Please repeat the lines of the data below verbatim, from the line containing "[locate] desk (one" through the end of the data.

## Begin

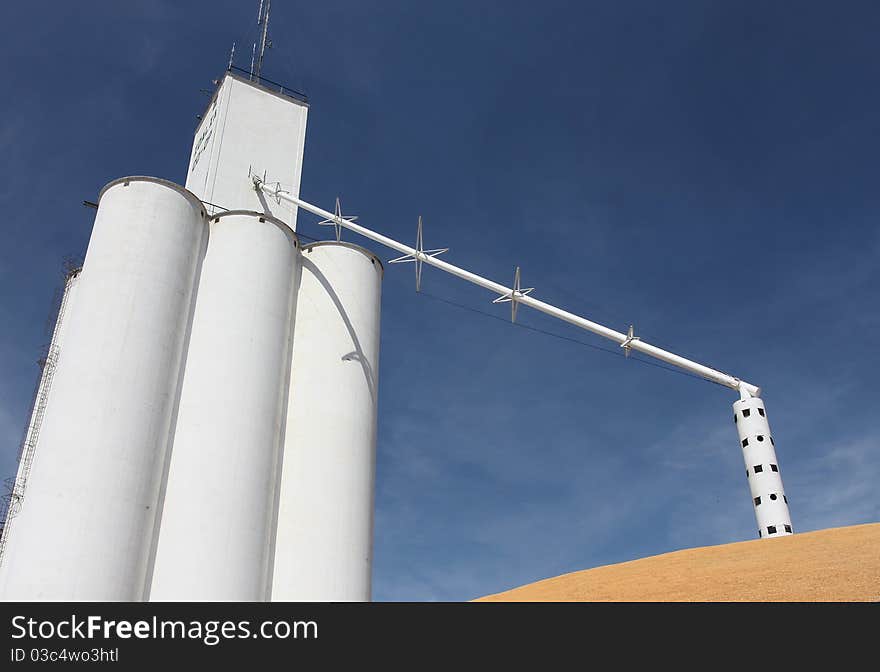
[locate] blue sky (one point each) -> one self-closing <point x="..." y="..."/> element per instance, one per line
<point x="706" y="171"/>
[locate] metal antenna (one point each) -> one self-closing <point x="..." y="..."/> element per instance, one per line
<point x="263" y="18"/>
<point x="335" y="220"/>
<point x="514" y="295"/>
<point x="517" y="295"/>
<point x="419" y="255"/>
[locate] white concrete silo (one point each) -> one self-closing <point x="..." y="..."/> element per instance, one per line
<point x="87" y="518"/>
<point x="323" y="545"/>
<point x="219" y="506"/>
<point x="27" y="451"/>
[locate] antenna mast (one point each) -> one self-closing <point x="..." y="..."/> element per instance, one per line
<point x="262" y="20"/>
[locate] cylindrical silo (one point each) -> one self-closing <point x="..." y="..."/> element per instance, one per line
<point x="31" y="437"/>
<point x="87" y="518"/>
<point x="218" y="513"/>
<point x="762" y="468"/>
<point x="323" y="545"/>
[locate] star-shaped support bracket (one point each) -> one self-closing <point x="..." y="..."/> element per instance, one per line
<point x="419" y="256"/>
<point x="514" y="296"/>
<point x="628" y="341"/>
<point x="337" y="220"/>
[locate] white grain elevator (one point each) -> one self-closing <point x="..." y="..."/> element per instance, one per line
<point x="207" y="427"/>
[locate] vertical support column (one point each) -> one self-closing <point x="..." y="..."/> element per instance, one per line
<point x="762" y="468"/>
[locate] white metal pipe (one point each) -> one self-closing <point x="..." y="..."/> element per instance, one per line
<point x="744" y="388"/>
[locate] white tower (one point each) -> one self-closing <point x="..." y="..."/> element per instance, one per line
<point x="762" y="468"/>
<point x="324" y="544"/>
<point x="248" y="125"/>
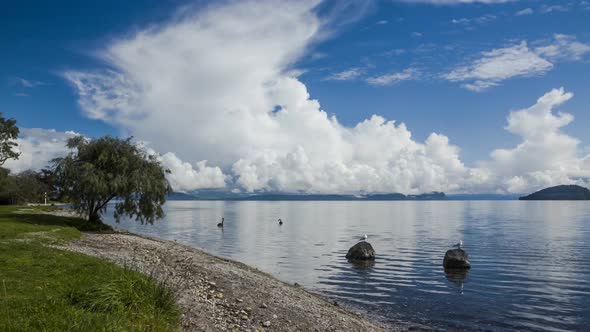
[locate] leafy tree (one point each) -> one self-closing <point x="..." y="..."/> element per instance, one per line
<point x="28" y="188"/>
<point x="97" y="171"/>
<point x="8" y="133"/>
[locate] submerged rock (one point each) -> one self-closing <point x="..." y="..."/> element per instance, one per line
<point x="456" y="259"/>
<point x="361" y="251"/>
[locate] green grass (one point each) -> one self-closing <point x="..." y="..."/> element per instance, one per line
<point x="46" y="289"/>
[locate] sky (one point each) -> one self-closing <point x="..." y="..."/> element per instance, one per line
<point x="461" y="96"/>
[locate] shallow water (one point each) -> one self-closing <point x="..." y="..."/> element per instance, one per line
<point x="530" y="260"/>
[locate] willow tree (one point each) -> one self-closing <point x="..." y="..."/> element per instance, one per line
<point x="97" y="171"/>
<point x="8" y="134"/>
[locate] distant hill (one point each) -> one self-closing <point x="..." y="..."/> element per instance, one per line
<point x="559" y="193"/>
<point x="177" y="196"/>
<point x="483" y="197"/>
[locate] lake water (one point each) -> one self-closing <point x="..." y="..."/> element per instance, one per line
<point x="530" y="260"/>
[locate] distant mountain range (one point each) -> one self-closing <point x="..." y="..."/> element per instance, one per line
<point x="228" y="196"/>
<point x="557" y="193"/>
<point x="564" y="192"/>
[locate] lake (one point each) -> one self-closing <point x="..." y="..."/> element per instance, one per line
<point x="530" y="259"/>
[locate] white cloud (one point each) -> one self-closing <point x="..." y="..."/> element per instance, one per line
<point x="545" y="156"/>
<point x="38" y="147"/>
<point x="564" y="47"/>
<point x="477" y="20"/>
<point x="392" y="78"/>
<point x="28" y="83"/>
<point x="216" y="87"/>
<point x="184" y="177"/>
<point x="346" y="75"/>
<point x="518" y="60"/>
<point x="457" y="2"/>
<point x="546" y="9"/>
<point x="208" y="87"/>
<point x="500" y="64"/>
<point x="526" y="11"/>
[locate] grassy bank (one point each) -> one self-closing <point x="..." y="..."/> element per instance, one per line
<point x="46" y="289"/>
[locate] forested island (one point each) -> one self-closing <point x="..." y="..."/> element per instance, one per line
<point x="559" y="193"/>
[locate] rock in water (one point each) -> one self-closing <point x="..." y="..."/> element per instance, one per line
<point x="361" y="251"/>
<point x="456" y="259"/>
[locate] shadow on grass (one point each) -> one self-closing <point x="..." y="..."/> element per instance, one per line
<point x="51" y="220"/>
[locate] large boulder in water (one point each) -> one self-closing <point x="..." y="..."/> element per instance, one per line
<point x="456" y="259"/>
<point x="361" y="251"/>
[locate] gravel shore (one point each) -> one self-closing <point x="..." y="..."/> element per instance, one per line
<point x="217" y="294"/>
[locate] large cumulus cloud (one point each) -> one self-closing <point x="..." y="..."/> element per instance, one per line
<point x="218" y="86"/>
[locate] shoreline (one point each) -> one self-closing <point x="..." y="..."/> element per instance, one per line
<point x="220" y="294"/>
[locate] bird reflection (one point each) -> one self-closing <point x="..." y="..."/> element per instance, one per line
<point x="457" y="277"/>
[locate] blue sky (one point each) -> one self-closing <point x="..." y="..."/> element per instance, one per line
<point x="408" y="61"/>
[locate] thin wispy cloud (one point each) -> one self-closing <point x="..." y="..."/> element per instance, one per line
<point x="29" y="83"/>
<point x="546" y="9"/>
<point x="526" y="11"/>
<point x="498" y="65"/>
<point x="393" y="78"/>
<point x="457" y="2"/>
<point x="346" y="75"/>
<point x="518" y="60"/>
<point x="477" y="20"/>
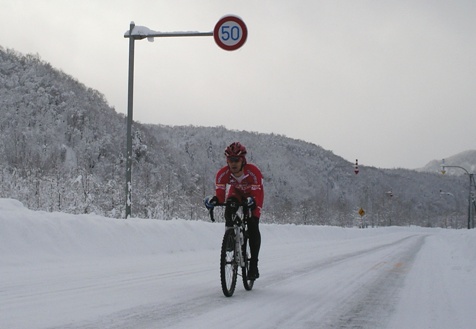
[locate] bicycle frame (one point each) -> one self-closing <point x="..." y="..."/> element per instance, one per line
<point x="238" y="255"/>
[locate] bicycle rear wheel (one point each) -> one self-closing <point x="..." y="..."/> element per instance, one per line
<point x="248" y="284"/>
<point x="228" y="265"/>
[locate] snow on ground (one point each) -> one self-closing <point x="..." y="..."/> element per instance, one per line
<point x="85" y="271"/>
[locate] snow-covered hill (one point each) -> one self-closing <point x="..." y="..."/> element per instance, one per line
<point x="465" y="159"/>
<point x="86" y="271"/>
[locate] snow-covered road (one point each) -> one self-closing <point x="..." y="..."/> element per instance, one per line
<point x="65" y="271"/>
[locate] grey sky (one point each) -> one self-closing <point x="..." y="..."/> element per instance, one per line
<point x="392" y="83"/>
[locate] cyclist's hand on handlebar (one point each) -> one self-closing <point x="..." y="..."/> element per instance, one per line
<point x="250" y="202"/>
<point x="210" y="202"/>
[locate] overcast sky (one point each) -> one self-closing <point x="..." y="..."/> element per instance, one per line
<point x="392" y="83"/>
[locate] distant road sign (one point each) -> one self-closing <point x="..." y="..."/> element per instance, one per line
<point x="230" y="33"/>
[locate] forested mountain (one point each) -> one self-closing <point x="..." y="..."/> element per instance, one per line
<point x="63" y="149"/>
<point x="466" y="159"/>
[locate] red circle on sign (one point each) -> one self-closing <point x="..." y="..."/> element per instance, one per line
<point x="226" y="36"/>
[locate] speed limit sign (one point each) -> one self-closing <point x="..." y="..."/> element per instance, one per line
<point x="230" y="33"/>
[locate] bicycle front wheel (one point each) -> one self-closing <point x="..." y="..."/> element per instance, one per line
<point x="228" y="264"/>
<point x="248" y="284"/>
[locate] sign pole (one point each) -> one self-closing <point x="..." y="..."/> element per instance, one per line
<point x="130" y="104"/>
<point x="230" y="34"/>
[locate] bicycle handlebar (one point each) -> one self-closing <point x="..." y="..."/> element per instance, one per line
<point x="210" y="211"/>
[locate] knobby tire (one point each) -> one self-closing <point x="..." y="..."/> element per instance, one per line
<point x="228" y="265"/>
<point x="248" y="284"/>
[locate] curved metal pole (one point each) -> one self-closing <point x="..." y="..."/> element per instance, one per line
<point x="129" y="125"/>
<point x="443" y="166"/>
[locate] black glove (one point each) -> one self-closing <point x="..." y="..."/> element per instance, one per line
<point x="250" y="202"/>
<point x="210" y="202"/>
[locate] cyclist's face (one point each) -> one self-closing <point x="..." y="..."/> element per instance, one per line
<point x="235" y="164"/>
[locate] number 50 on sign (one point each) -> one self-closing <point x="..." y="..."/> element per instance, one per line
<point x="230" y="33"/>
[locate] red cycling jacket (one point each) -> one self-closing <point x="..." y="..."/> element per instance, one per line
<point x="249" y="184"/>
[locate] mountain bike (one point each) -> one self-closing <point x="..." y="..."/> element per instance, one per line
<point x="235" y="252"/>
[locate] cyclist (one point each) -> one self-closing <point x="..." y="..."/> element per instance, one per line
<point x="245" y="183"/>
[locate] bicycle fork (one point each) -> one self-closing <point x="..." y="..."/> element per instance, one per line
<point x="238" y="247"/>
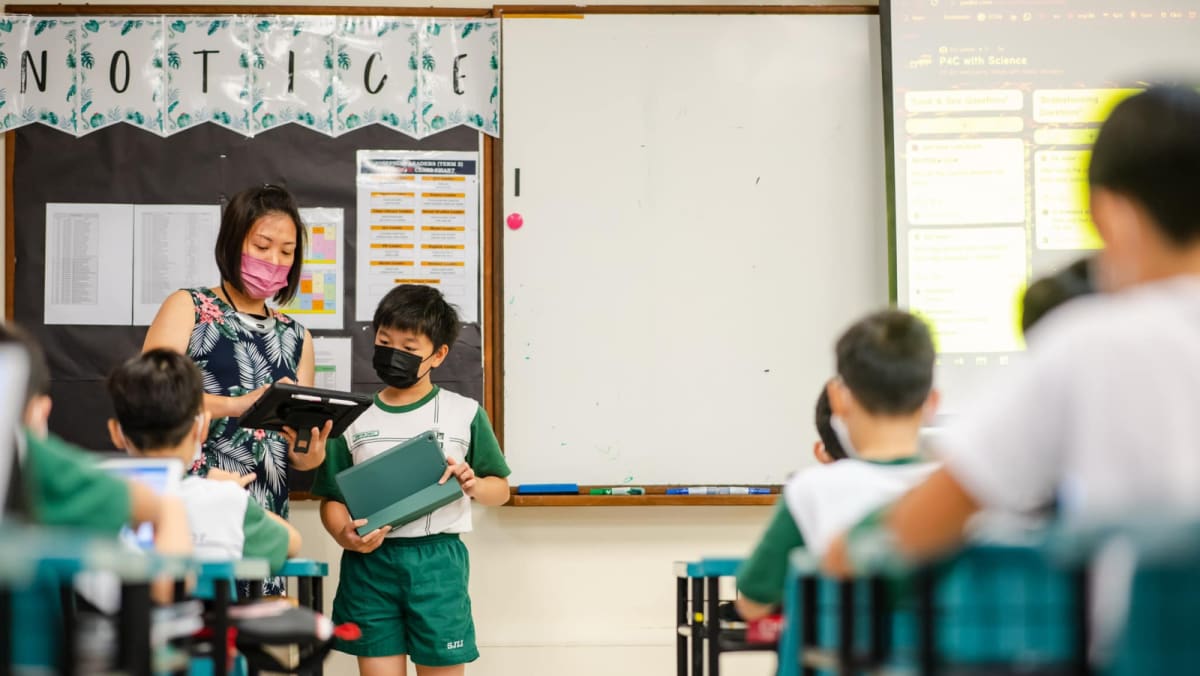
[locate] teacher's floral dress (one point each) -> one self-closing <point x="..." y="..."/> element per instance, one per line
<point x="235" y="360"/>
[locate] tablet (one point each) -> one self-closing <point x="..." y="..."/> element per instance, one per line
<point x="304" y="408"/>
<point x="160" y="474"/>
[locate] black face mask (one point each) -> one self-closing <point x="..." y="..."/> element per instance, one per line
<point x="396" y="368"/>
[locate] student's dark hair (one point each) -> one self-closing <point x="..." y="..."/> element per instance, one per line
<point x="887" y="362"/>
<point x="420" y="309"/>
<point x="1149" y="149"/>
<point x="39" y="382"/>
<point x="1053" y="291"/>
<point x="825" y="429"/>
<point x="238" y="219"/>
<point x="157" y="396"/>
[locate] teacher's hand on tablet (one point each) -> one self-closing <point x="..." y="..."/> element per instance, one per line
<point x="311" y="453"/>
<point x="234" y="406"/>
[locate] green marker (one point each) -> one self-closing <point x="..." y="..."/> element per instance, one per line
<point x="621" y="490"/>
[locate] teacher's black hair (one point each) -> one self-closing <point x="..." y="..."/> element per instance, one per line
<point x="825" y="429"/>
<point x="239" y="216"/>
<point x="887" y="362"/>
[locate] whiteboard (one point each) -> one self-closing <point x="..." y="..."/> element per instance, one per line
<point x="703" y="211"/>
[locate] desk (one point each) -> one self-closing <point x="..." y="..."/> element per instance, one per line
<point x="57" y="556"/>
<point x="697" y="621"/>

## End

_PROBLEM SOLUTION_:
[locate] desk (one point each) -> one self-closing <point x="..." y="..."/> element per instance, one per line
<point x="57" y="556"/>
<point x="697" y="621"/>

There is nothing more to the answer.